● **WHAT THE EXERCISE ASKS**
Return the entries exactly as they appear.

● **SUPPLIED DATA**

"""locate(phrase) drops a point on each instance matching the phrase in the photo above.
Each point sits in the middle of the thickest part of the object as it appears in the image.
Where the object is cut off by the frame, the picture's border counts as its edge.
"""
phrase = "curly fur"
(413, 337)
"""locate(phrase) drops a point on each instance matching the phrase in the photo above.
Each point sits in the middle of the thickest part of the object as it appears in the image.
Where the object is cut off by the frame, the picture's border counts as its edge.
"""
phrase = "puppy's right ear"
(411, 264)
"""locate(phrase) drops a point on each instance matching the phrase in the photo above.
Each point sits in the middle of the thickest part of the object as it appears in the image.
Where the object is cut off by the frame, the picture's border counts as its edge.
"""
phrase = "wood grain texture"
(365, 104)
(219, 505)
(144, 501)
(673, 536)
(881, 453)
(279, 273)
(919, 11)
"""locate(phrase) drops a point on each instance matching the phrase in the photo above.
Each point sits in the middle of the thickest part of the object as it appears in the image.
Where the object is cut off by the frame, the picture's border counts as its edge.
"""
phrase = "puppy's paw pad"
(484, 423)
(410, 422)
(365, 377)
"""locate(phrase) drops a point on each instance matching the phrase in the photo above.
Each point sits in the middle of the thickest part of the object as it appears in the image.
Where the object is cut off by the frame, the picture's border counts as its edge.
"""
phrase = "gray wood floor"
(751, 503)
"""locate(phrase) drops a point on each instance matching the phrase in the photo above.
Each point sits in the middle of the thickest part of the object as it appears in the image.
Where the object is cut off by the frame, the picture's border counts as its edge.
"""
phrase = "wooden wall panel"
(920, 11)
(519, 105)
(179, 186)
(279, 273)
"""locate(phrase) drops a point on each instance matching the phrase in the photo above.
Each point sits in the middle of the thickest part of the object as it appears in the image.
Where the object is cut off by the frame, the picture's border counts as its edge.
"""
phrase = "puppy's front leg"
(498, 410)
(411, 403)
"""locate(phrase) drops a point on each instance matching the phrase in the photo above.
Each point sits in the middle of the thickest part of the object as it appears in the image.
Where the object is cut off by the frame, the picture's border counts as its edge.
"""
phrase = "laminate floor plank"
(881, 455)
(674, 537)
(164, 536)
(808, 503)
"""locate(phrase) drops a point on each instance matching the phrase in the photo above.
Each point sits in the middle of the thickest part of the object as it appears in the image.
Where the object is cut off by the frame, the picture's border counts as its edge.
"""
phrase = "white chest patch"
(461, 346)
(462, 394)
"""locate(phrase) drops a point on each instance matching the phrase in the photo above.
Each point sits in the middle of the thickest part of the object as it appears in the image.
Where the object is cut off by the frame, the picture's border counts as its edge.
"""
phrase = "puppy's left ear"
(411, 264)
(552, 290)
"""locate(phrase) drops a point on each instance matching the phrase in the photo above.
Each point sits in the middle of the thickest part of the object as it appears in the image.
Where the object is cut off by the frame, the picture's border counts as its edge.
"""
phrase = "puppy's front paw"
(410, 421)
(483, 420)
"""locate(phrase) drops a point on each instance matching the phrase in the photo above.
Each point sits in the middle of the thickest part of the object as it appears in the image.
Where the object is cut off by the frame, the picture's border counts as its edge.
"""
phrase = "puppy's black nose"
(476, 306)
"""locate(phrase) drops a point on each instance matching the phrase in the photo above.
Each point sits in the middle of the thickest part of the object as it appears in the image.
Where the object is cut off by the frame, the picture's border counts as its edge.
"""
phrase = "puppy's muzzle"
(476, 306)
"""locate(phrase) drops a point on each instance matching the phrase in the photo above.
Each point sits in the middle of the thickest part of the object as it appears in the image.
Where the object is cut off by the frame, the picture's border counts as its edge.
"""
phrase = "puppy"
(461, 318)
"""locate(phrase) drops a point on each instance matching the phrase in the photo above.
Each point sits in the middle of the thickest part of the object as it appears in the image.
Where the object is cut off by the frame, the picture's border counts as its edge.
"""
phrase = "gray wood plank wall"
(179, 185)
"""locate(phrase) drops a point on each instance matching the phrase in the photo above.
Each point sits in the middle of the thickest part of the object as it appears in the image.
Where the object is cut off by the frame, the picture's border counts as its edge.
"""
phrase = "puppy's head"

● **FINISHED TASK**
"""locate(phrase) drops a point on each instance matching the phrase in the photo above.
Each point sits in the middle of the thickest part of the object as it appears in the image.
Where the object is cut off by the frame, the picture's border counts as its edge.
"""
phrase = "curly fur"
(413, 337)
"""locate(phrase) drops a point on each instance matching the phrase in the photo above.
Each point sits in the middle of the thickest part of the object as it appears in the image.
Where the object is cut off by the frame, the picture's border counts as its edge.
"""
phrase = "puppy's right ear"
(411, 264)
"""locate(phrase) drops a point on each instance matching the phrase in the photo above.
Each point sits in the middle of the thickest part of the object as it appears in the image.
Where the object is cut off by the frame, the picture's border counts as its edge.
"""
phrase = "wood grain texture"
(365, 104)
(219, 505)
(144, 501)
(673, 536)
(881, 453)
(279, 273)
(919, 11)
"""locate(phrase) drops a point on each instance matching the phrase in the photo above.
Each point sits in the middle of the thickest part of the object as it appears in the image.
Where the object is cut off by the frame, the picture's border counts as its edge.
"""
phrase = "puppy's paw pad"
(484, 423)
(410, 422)
(365, 377)
"""locate(phrase) drops a point on each instance matching the phrase in the photo above.
Each point sits in the middle of the thickest part of the object as it appears in the image.
Where the object is cut off by the frame, the picture's border counts as its edge.
"""
phrase = "gray wood floor"
(751, 503)
"""locate(phrase) drops a point on each instance matching the phrase in the photo above.
Each point sits in the middle of the thickest part of the object as it appears in the image.
Where the object is cut off by the frame, the picture's border counts as its edge.
"""
phrase = "wooden wall panel"
(920, 11)
(519, 105)
(179, 186)
(279, 273)
"""locate(phrase) drops a point on each instance matching the phrase in the photo above.
Each point sits in the middle of the thickest part of the object as it appears in the image.
Where the object is cut off by the frame, the picture's border counts as its edge.
"""
phrase = "puppy's front leg"
(498, 410)
(411, 403)
"""locate(phrase) drops a point on each instance matching the phrase in the photo above.
Each point sits in the middle of the thickest part of the object as it appears in the image.
Where the object is cut off by the frame, the picture's border counts as its edge.
"""
phrase = "laminate floor plank"
(881, 455)
(674, 537)
(164, 536)
(808, 503)
"""locate(phrase) drops a point on each instance matching the phrase in the photo above.
Each point sits in the middle of the thickest part of the object as it appears in the image.
Where the object is cut off by the frame, the picture's border counts as its edge.
"""
phrase = "white chest patch"
(461, 346)
(462, 394)
"""locate(phrase) drops a point on each instance matching the phrase in the photo above.
Each point sits in the middle of the thickest part of the object as it appears in the image.
Where the object is cut off by the frame, the picture's border counts as its edge.
"""
phrase = "puppy's left ear"
(411, 264)
(552, 290)
"""locate(phrase) drops a point on each instance matching the phrase in the photo above.
Each point sits in the middle of the thickest part of the object as it appears in the image.
Where the object is cut off by the frame, the picture's border counts as its edge.
"""
phrase = "puppy's front paw"
(410, 421)
(483, 420)
"""locate(phrase) drops a point on each instance matching the phrase in the photo above.
Each point sits in the middle of the thickest part of the object as it appears in the image.
Where the object is cut off by the frame, the picture's border counts as its edge.
"""
phrase = "puppy's black nose"
(476, 306)
"""locate(phrase) drops a point on each instance matching the phrase in the photo above.
Each point sits in the middle of the thickest part of the object as it appears in the image.
Where the object is cut off by the frame, the picture's border counts as its edge.
"""
phrase = "puppy's muzzle"
(476, 306)
"""locate(phrase) drops a point on each instance matching the phrase in the photo above.
Each point sits in the middle of the thickest part of the object as it appears in the image.
Where the object is cut off by the frame, the picture's border counts as its edge.
"""
phrase = "puppy"
(461, 318)
"""locate(phrase) drops a point on each instance matching the phrase in the photo above.
Each point sits in the middle of the thickest part of the object as it appears in the image.
Where the object is cut off by the frame, the picture's border counts as its edge.
"""
phrase = "gray wood plank wall"
(179, 185)
"""locate(phrase) drops a point on each instance matching the phrase in the photo above.
Each point sits in the middle of the thickest part of the object as it appears in the image.
Where the object is cut off by the frame, the picture's border counts as its edge.
"""
phrase = "puppy's head"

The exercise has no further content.